| DATA TO USE |
>> BEGIN

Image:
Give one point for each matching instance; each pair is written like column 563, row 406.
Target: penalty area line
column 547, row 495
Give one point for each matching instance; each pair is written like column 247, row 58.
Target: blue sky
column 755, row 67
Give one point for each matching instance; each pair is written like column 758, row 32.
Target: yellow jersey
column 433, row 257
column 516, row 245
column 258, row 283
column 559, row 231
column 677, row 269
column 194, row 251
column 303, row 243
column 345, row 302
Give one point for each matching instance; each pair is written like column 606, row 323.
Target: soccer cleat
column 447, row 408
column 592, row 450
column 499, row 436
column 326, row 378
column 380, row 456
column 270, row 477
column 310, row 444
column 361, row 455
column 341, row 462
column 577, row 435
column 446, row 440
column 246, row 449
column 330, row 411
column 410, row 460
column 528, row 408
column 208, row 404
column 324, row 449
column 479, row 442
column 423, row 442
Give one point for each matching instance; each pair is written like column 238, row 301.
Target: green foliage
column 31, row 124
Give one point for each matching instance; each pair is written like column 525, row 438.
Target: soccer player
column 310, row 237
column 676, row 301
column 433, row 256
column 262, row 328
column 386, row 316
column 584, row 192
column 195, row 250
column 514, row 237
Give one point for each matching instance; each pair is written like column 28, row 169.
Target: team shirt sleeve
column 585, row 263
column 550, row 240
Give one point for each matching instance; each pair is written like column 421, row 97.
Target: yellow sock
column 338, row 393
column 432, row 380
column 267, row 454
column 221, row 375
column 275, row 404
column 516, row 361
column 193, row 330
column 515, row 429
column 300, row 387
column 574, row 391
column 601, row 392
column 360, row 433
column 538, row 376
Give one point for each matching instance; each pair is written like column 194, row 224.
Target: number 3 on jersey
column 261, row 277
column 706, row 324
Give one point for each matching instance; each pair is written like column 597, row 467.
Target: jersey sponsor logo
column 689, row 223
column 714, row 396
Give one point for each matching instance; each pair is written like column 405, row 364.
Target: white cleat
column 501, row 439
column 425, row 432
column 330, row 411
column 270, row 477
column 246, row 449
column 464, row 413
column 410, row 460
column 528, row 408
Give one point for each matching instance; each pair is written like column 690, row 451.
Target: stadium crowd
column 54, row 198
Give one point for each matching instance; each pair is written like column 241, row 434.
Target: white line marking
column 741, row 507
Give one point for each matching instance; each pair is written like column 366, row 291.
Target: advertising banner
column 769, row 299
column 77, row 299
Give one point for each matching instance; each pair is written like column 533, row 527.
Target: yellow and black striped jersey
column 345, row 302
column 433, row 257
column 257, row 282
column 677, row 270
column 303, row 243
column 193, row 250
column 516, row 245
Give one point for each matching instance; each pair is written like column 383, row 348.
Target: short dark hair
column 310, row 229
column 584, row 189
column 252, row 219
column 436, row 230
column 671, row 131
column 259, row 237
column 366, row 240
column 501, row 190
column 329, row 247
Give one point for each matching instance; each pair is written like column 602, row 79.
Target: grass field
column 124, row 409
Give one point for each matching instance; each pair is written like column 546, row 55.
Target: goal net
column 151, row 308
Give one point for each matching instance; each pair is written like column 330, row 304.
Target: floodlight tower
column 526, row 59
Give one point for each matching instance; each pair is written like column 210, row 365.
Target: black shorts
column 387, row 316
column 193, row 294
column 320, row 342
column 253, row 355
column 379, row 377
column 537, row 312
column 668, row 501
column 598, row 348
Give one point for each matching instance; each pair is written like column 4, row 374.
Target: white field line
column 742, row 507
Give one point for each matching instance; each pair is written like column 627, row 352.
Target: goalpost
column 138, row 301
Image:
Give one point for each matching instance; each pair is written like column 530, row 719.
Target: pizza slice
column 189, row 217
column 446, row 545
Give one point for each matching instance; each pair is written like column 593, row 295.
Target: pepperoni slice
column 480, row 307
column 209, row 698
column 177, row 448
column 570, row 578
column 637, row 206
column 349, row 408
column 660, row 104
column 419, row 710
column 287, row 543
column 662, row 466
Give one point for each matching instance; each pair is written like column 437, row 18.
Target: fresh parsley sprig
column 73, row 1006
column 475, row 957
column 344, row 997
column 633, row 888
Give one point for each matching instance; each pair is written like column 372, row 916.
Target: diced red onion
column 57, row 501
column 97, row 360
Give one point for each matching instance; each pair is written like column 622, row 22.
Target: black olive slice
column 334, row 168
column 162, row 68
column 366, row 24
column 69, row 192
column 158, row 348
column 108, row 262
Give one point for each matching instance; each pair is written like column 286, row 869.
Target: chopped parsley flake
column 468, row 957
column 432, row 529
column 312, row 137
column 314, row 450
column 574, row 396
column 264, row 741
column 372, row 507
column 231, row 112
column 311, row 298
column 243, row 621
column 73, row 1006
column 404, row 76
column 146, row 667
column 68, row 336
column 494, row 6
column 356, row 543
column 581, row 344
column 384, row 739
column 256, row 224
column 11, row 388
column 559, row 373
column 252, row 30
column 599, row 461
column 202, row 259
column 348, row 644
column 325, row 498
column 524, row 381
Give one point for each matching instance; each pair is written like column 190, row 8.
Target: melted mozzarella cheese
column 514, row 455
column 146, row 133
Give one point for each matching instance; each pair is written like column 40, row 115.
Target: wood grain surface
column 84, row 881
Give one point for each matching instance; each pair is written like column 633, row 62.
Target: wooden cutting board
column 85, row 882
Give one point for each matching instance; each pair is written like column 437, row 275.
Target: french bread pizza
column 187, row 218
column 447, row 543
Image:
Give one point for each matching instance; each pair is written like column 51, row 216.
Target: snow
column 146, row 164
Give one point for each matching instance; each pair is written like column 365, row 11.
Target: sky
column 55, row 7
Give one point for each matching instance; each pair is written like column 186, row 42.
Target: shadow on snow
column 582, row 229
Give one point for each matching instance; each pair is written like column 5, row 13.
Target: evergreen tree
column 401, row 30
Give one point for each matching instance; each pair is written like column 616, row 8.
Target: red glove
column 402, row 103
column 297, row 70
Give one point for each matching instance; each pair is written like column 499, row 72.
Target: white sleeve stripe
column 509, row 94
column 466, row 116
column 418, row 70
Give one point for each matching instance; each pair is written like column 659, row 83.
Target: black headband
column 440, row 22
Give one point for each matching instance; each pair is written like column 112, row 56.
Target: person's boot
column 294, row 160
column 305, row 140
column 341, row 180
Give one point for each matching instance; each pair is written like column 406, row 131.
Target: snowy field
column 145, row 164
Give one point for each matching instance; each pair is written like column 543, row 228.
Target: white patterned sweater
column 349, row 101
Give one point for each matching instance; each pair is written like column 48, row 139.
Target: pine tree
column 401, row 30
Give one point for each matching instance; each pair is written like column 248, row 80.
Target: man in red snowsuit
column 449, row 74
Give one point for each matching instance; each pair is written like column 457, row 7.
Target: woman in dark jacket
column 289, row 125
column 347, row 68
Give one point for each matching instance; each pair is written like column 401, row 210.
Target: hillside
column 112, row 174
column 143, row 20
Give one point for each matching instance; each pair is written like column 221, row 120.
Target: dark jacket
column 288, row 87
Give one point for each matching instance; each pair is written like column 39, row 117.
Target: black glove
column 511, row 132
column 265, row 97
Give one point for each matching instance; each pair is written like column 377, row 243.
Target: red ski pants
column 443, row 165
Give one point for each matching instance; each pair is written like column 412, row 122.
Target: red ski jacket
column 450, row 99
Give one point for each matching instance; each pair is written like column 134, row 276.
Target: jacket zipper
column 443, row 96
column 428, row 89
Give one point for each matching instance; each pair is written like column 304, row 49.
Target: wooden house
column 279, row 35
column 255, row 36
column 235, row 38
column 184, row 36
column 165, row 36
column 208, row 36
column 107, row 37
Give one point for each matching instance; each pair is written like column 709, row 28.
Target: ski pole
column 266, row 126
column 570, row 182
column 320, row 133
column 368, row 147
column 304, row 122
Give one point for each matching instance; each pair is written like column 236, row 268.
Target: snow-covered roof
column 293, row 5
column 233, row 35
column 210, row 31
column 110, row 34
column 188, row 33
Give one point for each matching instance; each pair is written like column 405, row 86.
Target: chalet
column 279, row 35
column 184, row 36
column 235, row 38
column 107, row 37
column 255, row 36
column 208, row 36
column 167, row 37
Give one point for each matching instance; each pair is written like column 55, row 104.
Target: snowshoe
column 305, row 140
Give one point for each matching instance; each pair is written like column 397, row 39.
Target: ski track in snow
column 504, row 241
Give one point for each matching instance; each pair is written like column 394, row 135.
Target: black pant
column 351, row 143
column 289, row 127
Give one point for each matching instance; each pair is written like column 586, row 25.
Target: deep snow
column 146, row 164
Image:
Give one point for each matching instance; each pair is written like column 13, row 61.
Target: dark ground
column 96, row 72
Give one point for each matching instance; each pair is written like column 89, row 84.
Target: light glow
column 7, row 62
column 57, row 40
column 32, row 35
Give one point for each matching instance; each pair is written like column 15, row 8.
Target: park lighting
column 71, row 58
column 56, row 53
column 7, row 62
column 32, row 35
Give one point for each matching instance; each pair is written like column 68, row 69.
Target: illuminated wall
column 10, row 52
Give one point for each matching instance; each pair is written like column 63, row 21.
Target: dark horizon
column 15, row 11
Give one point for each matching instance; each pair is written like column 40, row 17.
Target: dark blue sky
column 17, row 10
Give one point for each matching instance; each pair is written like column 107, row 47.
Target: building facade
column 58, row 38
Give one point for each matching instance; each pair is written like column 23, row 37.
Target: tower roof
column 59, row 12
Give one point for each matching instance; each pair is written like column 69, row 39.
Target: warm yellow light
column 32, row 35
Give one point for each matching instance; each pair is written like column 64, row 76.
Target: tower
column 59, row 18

>> END

| WHAT YOU SHOULD DO |
Reproduce the data above word for word, from its first line through the line that contains "column 514, row 237", with both of those lines included.

| RESPONSE |
Image:
Give one point for each matching instance; each pair is written like column 563, row 406.
Target: penalty area line
column 547, row 495
Give one point for each matching instance; each pair is written like column 247, row 58.
Target: blue sky
column 755, row 67
Give one point for each matching instance; each pair is written like column 758, row 32.
Target: yellow jersey
column 433, row 257
column 516, row 245
column 258, row 283
column 559, row 231
column 677, row 269
column 194, row 251
column 303, row 243
column 345, row 302
Give one point for each matching instance; each pair is written like column 606, row 323.
Target: soccer cleat
column 447, row 408
column 592, row 450
column 499, row 436
column 326, row 378
column 380, row 456
column 270, row 477
column 310, row 444
column 361, row 455
column 341, row 462
column 577, row 435
column 446, row 440
column 246, row 449
column 330, row 411
column 410, row 460
column 528, row 408
column 208, row 404
column 324, row 449
column 479, row 442
column 423, row 442
Give one point for each matching instance; each pair is written like column 238, row 301.
Target: green foliage
column 31, row 124
Give one point for each matching instance; each pair is written like column 525, row 438.
Target: soccer player
column 310, row 237
column 676, row 301
column 433, row 256
column 262, row 328
column 386, row 316
column 584, row 192
column 195, row 250
column 514, row 237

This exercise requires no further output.